#### [Short problem]
Write out all of the records precisely. Skip anything that is a picture.

#### [Given information]

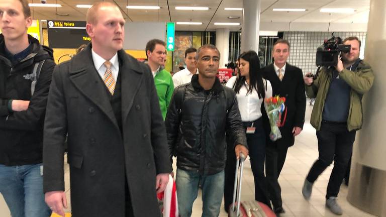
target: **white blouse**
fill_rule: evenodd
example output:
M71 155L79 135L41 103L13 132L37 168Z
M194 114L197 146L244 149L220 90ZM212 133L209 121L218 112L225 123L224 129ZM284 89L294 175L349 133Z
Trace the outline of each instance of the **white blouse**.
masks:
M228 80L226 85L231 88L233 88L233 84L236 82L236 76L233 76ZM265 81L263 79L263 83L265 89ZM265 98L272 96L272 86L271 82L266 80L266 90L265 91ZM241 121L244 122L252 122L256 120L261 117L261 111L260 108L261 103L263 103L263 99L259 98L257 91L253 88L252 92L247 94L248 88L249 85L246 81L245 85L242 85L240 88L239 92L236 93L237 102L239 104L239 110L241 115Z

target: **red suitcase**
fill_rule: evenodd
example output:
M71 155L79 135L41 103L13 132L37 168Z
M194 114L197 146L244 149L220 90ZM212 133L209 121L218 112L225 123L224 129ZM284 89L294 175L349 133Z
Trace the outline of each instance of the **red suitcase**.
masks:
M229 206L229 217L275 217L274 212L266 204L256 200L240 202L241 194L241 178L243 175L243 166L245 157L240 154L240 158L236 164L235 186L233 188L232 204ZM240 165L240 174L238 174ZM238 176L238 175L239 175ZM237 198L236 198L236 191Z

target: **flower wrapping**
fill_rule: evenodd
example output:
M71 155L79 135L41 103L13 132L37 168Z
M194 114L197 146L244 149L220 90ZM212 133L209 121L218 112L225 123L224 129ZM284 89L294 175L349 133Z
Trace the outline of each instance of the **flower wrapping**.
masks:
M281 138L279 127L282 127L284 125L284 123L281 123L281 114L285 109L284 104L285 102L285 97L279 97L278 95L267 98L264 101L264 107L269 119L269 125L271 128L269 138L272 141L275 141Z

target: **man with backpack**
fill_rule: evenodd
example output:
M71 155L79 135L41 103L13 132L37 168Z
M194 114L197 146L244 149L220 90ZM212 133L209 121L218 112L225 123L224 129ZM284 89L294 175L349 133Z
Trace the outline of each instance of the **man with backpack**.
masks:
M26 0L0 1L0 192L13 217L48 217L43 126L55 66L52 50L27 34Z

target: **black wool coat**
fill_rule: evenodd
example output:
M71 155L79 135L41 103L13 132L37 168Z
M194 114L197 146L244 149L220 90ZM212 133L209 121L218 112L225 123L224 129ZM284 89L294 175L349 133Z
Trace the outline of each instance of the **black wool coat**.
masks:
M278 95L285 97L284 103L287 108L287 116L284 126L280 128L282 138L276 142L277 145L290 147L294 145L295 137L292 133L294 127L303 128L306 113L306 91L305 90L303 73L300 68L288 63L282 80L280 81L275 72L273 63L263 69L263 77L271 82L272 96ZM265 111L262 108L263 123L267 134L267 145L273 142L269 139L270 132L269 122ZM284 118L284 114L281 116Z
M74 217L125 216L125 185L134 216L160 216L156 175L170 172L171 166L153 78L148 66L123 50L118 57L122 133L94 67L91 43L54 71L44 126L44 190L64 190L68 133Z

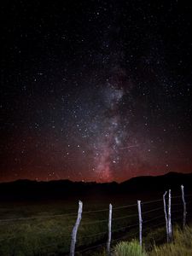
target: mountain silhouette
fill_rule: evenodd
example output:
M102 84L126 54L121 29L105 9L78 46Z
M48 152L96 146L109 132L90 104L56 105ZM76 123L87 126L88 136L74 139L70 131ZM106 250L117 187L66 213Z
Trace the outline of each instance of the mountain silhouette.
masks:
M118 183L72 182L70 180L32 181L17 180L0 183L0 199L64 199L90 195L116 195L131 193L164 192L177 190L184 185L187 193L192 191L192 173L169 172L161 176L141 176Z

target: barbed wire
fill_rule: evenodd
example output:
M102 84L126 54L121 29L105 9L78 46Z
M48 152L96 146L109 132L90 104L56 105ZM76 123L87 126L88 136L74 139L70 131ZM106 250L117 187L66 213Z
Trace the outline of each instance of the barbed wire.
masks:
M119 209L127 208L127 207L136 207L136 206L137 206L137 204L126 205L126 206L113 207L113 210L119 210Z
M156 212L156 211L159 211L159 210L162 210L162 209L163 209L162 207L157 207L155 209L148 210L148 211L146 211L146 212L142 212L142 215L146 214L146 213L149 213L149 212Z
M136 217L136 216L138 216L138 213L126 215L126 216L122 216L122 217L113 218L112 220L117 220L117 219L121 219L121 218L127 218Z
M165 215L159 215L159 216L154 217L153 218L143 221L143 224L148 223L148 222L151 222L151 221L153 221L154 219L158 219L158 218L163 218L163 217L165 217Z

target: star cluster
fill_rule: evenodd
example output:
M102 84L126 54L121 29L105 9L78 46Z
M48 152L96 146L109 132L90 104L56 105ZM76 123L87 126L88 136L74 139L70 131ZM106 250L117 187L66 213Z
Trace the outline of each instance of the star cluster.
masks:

#### [Solution for this exercise]
target: **white blouse**
fill_rule: evenodd
example output:
M71 155L79 135L41 103L13 132L37 168Z
M194 114L197 146L244 149L220 90ZM212 133L209 121L218 112L225 123L224 129ZM284 89L294 175L349 133Z
Trace the outline of each instance of the **white blouse**.
masks:
M228 80L226 85L231 88L233 88L233 84L236 82L236 76L233 76ZM265 81L263 79L263 83L265 89ZM265 98L272 96L272 86L271 82L266 80L266 90L265 91ZM241 121L244 122L252 122L256 120L261 117L261 111L260 108L261 103L263 103L263 99L259 98L257 91L253 88L252 92L247 94L248 88L249 85L246 81L245 85L242 85L240 88L239 92L236 93L237 102L239 104L239 110L241 115Z

target: **red suitcase**
fill_rule: evenodd
example output:
M71 155L79 135L41 103L13 132L37 168Z
M194 114L197 146L244 149L220 90ZM212 133L209 121L218 112L225 123L224 129ZM284 89L294 175L349 133Z
Trace the outline of each instance of the **red suitcase**.
masks:
M229 206L229 217L275 217L274 212L266 204L256 200L240 202L241 194L241 178L243 175L243 166L245 157L240 154L240 158L236 164L235 186L233 188L232 204ZM240 165L240 174L238 174ZM238 176L238 175L239 175ZM237 198L236 198L236 191Z

target: **flower wrapping**
fill_rule: evenodd
example output:
M71 155L79 135L41 103L13 132L37 168Z
M194 114L197 146L244 149L220 90ZM212 133L209 121L218 112L225 123L224 129ZM284 89L294 175L349 133Z
Trace the outline of each instance of the **flower wrapping**.
masks:
M281 138L279 127L282 127L284 125L284 123L281 123L281 114L285 109L284 104L285 102L285 97L279 97L278 95L267 98L264 101L264 107L269 119L269 125L271 128L269 138L272 141L275 141Z

target: **man with backpack**
fill_rule: evenodd
example output:
M71 155L79 135L41 103L13 132L37 168Z
M194 114L197 146L244 149L220 90ZM212 133L209 121L218 112L225 123L224 129ZM284 89L294 175L349 133Z
Trace the outline of each instance of the **man with backpack**.
masks:
M26 0L0 1L0 192L13 217L48 217L43 126L55 66L52 50L27 34Z

target: **black wool coat**
fill_rule: evenodd
example output:
M71 155L79 135L41 103L13 132L37 168Z
M194 114L197 146L244 149L220 90ZM212 133L209 121L218 112L225 123L224 129ZM284 89L294 175L349 133Z
Trace the outline of each instance of the **black wool coat**.
masks:
M278 95L285 97L284 103L287 108L287 116L284 126L280 128L282 138L276 142L277 145L290 147L294 145L295 137L292 133L294 127L303 128L306 113L306 91L305 90L303 73L300 68L288 63L282 80L280 81L275 72L273 63L263 69L263 77L271 82L272 96ZM265 111L262 108L263 123L267 134L267 145L273 142L269 139L270 132L269 122ZM284 118L284 114L281 116Z
M74 217L125 216L125 185L134 216L160 216L156 175L170 172L171 166L153 78L148 66L123 50L118 57L122 133L94 67L91 43L54 71L44 126L44 190L64 190L68 133Z

target: mountain silhouette
fill_rule: evenodd
example output:
M102 84L126 54L121 29L105 9L78 46Z
M48 152L96 146L109 132L90 104L56 105ZM76 123L87 126L88 136L74 139L70 131ZM106 250L117 187L66 213Z
Trace the outline of each instance of the mountain silhouette.
masks:
M118 183L72 182L70 180L32 181L17 180L0 183L0 199L64 199L90 195L116 195L131 193L164 192L177 190L184 185L187 193L192 191L192 173L169 172L161 176L141 176Z

target: barbed wire
fill_rule: evenodd
example output:
M102 84L126 54L121 29L105 9L78 46Z
M48 152L96 146L109 132L90 104L56 105ZM76 123L87 126L88 136L74 139L70 131ZM106 250L117 187L66 213Z
Trace the outline of each instance of the barbed wire.
masks:
M119 209L127 208L127 207L136 207L136 206L137 206L137 204L126 205L126 206L113 207L113 210L119 210Z
M156 212L156 211L159 211L159 210L162 210L162 209L163 209L162 207L157 207L155 209L148 210L148 211L146 211L146 212L142 212L142 215L146 214L146 213L149 213L149 212Z
M136 217L136 216L138 216L138 213L126 215L126 216L122 216L122 217L113 218L112 220L117 220L117 219L121 219L121 218L127 218Z
M165 215L159 215L159 216L154 217L153 218L143 221L143 224L148 223L148 222L151 222L151 221L153 221L154 219L158 219L158 218L163 218L163 217L165 217Z

target: star cluster
fill_rule: evenodd
example output:
M102 84L126 54L121 29L105 9L78 46Z
M48 152L96 146L109 132L90 104L56 105ZM76 123L87 126L88 136L74 139L70 131ZM106 250L117 187L66 213Z
Trace the outline of each instance of the star cluster.
masks:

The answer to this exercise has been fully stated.